------ DATA PROVIDED ------

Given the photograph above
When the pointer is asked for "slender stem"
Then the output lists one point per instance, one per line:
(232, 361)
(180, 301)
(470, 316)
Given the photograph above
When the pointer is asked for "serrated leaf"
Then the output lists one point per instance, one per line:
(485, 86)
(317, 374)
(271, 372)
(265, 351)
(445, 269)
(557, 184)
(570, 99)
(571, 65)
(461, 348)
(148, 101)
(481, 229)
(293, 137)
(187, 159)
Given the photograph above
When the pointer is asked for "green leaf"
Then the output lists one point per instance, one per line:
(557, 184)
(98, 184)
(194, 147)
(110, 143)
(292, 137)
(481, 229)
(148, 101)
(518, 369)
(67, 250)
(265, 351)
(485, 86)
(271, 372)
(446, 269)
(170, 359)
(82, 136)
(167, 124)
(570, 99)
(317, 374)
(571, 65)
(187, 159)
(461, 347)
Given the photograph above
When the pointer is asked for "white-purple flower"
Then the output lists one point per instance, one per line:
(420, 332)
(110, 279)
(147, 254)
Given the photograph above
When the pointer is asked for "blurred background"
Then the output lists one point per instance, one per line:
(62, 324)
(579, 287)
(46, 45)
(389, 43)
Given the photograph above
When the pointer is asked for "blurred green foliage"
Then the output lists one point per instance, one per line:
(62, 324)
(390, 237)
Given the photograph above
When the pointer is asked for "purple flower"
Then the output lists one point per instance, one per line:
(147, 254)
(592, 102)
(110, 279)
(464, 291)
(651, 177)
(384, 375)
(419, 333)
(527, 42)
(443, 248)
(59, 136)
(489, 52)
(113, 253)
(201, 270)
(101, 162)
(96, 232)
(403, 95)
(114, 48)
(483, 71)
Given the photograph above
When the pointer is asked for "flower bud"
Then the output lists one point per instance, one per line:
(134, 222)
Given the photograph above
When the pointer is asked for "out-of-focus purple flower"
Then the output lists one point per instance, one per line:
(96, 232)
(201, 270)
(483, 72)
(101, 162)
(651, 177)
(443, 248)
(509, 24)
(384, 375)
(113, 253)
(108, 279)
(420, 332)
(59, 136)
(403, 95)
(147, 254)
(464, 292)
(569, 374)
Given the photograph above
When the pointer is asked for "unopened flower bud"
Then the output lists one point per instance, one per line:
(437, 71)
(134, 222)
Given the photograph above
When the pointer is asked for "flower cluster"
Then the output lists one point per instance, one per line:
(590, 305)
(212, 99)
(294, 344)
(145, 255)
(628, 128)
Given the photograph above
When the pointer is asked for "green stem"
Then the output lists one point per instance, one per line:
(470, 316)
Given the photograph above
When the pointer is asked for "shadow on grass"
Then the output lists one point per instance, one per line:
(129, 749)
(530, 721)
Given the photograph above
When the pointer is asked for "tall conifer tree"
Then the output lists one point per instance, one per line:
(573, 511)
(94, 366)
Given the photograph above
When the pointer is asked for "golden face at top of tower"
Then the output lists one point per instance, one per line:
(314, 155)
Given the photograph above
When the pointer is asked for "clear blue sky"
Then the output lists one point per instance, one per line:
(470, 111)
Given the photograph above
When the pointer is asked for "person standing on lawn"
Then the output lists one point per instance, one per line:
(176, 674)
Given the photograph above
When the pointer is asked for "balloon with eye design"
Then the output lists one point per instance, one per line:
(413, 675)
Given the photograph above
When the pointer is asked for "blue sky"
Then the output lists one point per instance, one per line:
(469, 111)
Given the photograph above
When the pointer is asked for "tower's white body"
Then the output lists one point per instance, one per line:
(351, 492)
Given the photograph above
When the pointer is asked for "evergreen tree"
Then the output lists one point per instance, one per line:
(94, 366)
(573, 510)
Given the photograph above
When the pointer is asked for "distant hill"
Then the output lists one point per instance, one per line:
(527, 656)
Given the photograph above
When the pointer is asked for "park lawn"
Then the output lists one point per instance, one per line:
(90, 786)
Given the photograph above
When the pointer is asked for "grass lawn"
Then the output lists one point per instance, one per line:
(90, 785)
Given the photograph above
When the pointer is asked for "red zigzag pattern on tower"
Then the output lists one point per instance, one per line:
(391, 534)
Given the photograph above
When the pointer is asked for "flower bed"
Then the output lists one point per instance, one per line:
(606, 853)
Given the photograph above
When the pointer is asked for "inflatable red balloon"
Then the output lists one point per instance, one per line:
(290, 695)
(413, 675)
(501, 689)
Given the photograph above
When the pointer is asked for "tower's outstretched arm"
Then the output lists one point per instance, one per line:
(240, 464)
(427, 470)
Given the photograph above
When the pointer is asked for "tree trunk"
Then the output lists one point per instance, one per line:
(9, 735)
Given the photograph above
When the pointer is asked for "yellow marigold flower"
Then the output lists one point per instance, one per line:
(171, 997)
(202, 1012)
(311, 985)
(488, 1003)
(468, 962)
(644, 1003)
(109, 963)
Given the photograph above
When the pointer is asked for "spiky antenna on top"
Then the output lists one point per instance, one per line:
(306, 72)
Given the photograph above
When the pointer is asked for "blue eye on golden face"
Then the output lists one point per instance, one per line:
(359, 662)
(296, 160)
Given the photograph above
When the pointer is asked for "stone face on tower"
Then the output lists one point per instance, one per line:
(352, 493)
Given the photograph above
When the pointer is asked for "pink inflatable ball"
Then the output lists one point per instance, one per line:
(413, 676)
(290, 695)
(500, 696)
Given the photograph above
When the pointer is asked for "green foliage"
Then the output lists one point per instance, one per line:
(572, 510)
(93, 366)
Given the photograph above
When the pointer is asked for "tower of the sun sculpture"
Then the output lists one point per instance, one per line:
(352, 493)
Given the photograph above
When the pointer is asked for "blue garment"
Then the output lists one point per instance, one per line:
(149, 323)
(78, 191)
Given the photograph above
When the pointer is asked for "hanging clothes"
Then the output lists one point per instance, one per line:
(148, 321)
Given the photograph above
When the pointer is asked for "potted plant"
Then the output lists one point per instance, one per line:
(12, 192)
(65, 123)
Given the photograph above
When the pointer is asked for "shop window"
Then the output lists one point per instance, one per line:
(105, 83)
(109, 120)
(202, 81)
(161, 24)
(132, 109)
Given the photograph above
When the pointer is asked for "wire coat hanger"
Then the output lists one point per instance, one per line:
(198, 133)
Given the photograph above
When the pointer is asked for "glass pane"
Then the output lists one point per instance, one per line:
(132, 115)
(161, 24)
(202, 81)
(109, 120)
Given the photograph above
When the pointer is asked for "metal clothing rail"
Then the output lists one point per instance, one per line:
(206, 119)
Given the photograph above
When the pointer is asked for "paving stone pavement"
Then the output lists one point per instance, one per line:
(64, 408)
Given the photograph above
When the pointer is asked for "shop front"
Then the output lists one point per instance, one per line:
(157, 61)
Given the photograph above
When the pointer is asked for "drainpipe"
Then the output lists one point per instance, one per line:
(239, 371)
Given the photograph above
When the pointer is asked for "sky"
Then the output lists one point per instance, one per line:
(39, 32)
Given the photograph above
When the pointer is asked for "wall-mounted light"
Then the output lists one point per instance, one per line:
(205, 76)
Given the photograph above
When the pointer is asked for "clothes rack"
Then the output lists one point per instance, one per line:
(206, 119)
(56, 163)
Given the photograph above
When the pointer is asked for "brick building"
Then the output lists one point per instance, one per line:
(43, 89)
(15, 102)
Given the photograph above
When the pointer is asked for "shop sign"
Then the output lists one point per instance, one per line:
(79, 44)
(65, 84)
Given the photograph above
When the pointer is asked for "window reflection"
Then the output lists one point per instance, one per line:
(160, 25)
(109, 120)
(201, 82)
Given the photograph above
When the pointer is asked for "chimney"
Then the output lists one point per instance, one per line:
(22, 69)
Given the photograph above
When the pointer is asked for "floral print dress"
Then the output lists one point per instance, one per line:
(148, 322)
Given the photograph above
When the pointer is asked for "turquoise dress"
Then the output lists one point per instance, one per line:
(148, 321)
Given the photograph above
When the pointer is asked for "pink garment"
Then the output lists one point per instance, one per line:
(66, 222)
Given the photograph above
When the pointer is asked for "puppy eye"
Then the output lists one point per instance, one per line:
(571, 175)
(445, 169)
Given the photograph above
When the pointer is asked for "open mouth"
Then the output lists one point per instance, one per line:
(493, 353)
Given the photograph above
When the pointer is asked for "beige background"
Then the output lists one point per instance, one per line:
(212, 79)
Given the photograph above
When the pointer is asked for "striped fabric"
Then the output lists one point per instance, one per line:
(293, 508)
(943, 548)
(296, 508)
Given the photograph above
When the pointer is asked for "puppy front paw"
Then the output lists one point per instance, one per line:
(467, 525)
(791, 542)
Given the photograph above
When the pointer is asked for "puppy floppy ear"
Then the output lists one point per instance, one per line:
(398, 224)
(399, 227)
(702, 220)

------

* GOAL OF THE EXERCISE *
Report each line of the items above that contains the string "tower", copying every such line in full.

* EXERCISE RESPONSE *
When the pointer is asked for "golden face at top of tower"
When the pointer is asked for "tower's white body"
When the pointer is asked for "red zigzag pattern on tower"
When the pointer is asked for "tower's outstretched arm"
When the pointer is asked for "stone face on tower"
When the pointer is asked for "tower of the sun sculpture"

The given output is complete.